* **Exercise goal**
What is needed is an exact copy of the lines from the one containing "of the rear" through the last line of the entries below, both included.

Collected data entries
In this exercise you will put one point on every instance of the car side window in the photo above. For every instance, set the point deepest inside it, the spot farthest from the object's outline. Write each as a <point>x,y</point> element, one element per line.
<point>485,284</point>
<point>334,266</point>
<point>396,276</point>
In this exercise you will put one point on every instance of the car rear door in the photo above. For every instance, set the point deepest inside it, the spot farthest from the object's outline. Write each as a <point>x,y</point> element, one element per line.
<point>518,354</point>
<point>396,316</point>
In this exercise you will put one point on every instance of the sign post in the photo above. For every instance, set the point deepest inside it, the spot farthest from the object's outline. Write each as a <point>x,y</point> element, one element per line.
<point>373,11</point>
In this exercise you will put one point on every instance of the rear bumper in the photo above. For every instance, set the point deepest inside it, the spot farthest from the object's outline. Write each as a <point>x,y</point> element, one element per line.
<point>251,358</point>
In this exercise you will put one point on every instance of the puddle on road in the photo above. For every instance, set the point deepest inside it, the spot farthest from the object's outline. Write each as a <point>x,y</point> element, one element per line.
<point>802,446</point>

* **Task response**
In this exercise you will put one point on every instance of the rear bumper in the photo above. For every instance, set the point deepest inside it, the spot farthest from the object's outline. Write each as a <point>x,y</point> element, one element per line.
<point>251,358</point>
In this exercise you will put one point on every instance of the puddle on road in the photo above. For every instance, set the point deepest inside it, the spot farthest from the object's outline. Write each as a <point>x,y</point> element, one element per line.
<point>802,446</point>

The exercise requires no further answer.